SET PROBLEM
List every line in the records below that contains the word "leather", copying each one in full. Case counts when matching.

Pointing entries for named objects
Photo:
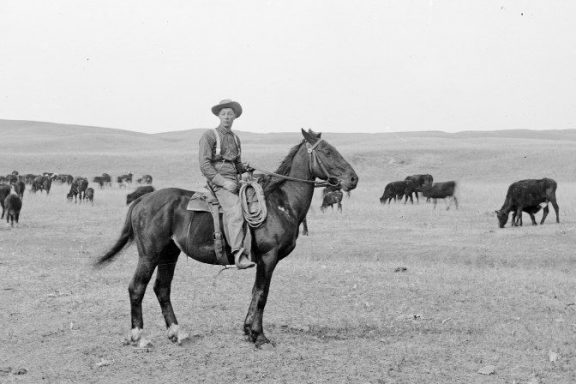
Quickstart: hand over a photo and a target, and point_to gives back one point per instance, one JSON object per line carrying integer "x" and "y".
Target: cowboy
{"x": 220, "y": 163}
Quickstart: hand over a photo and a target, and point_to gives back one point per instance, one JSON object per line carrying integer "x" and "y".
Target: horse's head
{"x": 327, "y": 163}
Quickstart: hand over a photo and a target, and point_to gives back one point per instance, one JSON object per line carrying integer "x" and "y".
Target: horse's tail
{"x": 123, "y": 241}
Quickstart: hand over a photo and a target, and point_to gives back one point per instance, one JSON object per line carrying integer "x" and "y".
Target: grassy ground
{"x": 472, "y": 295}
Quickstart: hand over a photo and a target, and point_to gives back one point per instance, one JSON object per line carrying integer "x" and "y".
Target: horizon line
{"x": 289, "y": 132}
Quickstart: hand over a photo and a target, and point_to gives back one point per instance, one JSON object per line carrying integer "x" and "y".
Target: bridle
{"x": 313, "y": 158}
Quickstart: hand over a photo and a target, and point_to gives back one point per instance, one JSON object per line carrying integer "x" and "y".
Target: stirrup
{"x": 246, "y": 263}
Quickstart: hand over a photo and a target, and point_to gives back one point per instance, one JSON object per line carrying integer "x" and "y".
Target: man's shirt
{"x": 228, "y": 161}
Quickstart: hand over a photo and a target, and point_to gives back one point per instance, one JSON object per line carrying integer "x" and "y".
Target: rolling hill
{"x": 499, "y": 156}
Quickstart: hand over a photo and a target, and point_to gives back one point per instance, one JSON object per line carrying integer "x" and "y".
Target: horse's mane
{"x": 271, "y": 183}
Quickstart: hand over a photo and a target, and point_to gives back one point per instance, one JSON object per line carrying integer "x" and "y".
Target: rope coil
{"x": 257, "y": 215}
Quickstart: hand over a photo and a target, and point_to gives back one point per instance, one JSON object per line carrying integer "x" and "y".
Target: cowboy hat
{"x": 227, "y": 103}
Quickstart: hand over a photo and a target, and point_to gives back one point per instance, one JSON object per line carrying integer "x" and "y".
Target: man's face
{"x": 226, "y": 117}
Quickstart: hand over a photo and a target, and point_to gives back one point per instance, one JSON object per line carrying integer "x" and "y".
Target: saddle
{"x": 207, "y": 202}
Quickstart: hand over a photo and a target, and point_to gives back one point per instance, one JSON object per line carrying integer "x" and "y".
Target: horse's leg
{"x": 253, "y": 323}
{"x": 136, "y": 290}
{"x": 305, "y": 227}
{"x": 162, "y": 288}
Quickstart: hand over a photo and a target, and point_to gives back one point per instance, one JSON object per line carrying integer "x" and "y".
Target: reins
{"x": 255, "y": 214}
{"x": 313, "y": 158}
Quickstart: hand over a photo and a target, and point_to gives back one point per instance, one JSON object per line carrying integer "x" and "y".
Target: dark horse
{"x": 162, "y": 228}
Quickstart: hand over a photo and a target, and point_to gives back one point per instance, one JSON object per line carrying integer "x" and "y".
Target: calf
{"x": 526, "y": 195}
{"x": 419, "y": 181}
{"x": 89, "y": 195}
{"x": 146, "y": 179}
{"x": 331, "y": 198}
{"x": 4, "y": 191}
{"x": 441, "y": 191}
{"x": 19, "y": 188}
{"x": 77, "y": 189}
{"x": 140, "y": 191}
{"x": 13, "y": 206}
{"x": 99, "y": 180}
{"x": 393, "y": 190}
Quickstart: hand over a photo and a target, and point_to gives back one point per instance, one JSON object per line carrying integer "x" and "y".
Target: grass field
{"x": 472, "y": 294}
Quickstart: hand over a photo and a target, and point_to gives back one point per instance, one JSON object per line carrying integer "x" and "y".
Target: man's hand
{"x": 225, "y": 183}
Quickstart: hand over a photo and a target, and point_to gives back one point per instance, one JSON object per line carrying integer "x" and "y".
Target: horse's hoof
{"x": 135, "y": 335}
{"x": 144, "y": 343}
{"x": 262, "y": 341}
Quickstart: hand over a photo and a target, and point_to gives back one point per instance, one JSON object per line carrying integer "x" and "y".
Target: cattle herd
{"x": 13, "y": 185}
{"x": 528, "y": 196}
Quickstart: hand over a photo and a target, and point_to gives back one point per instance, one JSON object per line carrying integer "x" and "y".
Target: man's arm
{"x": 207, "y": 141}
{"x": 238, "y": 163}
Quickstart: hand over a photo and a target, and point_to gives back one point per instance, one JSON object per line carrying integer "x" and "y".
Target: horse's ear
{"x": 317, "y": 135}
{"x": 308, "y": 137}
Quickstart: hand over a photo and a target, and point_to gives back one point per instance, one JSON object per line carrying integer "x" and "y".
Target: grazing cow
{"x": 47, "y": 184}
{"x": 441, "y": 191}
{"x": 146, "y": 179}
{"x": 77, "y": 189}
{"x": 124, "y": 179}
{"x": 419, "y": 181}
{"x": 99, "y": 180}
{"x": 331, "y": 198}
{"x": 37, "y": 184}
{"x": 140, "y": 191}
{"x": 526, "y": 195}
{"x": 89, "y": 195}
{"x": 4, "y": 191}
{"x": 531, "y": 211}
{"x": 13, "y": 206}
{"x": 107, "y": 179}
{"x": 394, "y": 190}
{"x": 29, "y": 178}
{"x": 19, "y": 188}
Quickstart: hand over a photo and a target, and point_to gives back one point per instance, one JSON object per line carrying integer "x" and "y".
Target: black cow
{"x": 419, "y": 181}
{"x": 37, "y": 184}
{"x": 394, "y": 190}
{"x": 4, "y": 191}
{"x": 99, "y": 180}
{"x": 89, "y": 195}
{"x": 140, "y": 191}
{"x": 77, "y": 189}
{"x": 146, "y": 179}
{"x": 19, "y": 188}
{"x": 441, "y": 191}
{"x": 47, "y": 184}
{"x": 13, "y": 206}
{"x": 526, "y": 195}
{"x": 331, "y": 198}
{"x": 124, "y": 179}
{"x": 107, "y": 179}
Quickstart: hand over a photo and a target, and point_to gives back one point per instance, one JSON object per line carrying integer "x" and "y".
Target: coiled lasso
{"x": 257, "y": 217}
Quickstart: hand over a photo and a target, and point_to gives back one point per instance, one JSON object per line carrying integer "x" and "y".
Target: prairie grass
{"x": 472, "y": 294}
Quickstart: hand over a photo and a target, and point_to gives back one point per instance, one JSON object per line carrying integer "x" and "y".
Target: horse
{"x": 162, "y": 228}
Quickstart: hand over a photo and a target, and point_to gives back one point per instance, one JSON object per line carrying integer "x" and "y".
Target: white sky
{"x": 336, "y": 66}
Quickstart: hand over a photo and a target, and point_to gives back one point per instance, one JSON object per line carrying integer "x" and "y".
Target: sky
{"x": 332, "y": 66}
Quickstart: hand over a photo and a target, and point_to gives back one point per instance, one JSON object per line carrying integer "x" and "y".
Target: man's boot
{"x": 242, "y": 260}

...

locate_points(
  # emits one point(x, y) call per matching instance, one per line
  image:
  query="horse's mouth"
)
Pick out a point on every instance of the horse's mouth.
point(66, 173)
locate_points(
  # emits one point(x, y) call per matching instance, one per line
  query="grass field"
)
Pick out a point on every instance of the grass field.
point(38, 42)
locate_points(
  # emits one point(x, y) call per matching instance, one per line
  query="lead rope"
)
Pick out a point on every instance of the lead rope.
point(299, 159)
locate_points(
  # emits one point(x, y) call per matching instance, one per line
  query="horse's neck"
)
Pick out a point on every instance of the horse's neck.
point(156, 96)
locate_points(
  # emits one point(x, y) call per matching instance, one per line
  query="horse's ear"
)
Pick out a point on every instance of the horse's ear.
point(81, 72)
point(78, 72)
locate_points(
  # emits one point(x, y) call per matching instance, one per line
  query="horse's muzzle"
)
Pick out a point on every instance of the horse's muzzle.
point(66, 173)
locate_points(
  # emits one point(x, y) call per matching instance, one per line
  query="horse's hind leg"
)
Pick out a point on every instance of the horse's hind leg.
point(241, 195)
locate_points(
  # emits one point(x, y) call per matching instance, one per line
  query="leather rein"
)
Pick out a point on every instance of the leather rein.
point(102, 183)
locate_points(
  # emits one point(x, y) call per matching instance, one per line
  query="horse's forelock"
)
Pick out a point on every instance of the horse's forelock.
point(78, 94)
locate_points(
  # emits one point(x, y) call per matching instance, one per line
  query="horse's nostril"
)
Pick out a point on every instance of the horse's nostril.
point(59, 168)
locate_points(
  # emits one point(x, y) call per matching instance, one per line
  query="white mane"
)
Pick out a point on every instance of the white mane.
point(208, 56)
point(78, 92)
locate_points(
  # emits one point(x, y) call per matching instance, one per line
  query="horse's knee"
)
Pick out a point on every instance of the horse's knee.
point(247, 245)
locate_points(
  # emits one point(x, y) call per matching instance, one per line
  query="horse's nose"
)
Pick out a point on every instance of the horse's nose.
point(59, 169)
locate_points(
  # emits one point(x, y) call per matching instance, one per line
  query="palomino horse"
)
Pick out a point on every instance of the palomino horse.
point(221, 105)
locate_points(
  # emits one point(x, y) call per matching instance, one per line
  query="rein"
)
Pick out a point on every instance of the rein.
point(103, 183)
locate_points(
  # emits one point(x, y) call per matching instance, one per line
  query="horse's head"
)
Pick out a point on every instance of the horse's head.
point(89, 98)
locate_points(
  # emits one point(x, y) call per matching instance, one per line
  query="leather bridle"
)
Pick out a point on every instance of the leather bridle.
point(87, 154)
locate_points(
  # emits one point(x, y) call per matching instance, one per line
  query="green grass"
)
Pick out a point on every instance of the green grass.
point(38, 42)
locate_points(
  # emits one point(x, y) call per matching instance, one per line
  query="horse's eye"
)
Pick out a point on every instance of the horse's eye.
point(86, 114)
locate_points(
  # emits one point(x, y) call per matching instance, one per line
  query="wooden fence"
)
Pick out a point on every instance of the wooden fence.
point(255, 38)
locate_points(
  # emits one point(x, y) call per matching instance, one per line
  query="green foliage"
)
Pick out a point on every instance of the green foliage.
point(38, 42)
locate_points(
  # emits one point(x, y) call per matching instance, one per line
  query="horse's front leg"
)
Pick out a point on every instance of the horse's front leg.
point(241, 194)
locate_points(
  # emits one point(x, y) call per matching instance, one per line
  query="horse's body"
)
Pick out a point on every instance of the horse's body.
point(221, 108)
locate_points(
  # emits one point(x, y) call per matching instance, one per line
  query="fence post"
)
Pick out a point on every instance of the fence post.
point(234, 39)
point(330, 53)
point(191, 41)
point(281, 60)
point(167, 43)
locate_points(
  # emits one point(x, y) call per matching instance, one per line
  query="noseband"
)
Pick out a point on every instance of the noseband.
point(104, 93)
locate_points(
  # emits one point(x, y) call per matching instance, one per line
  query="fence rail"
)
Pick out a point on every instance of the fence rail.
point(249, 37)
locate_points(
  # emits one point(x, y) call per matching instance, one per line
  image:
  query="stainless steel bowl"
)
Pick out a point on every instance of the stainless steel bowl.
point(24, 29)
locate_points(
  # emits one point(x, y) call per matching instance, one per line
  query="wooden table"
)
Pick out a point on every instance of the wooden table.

...

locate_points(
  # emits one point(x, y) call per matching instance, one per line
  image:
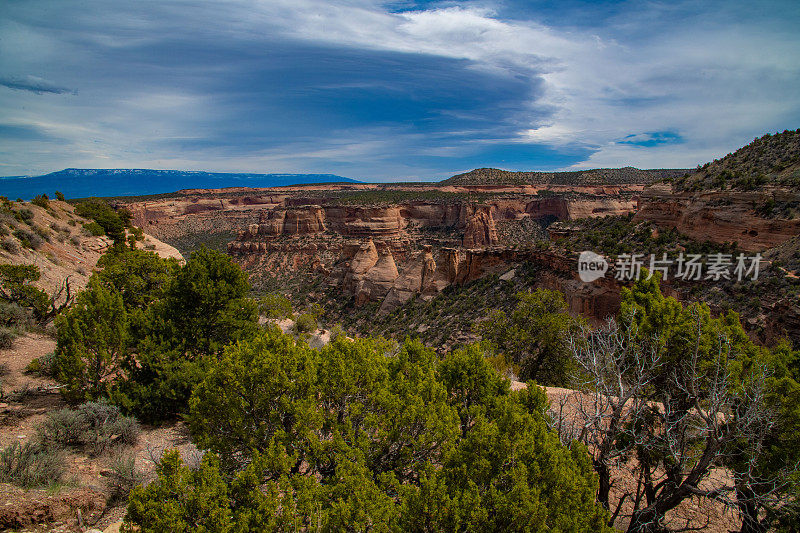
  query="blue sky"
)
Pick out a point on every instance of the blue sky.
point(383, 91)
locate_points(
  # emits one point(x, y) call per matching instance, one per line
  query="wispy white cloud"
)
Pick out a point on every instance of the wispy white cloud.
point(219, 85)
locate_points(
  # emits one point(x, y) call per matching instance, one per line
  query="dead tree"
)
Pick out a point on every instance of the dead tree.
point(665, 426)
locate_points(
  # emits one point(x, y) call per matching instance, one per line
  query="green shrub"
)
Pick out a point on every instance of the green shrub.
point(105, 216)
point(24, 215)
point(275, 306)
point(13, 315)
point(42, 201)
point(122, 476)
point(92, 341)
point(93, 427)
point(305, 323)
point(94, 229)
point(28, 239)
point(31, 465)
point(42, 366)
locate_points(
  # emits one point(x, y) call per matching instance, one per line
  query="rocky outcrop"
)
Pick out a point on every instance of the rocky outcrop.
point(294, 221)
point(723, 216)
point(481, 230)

SOLUTION FOR THIS EXERCISE
  query="leather rein"
Pick out a point on every instance of the leather rein.
  query="leather bridle"
Pick out a point on every instance of the leather bridle.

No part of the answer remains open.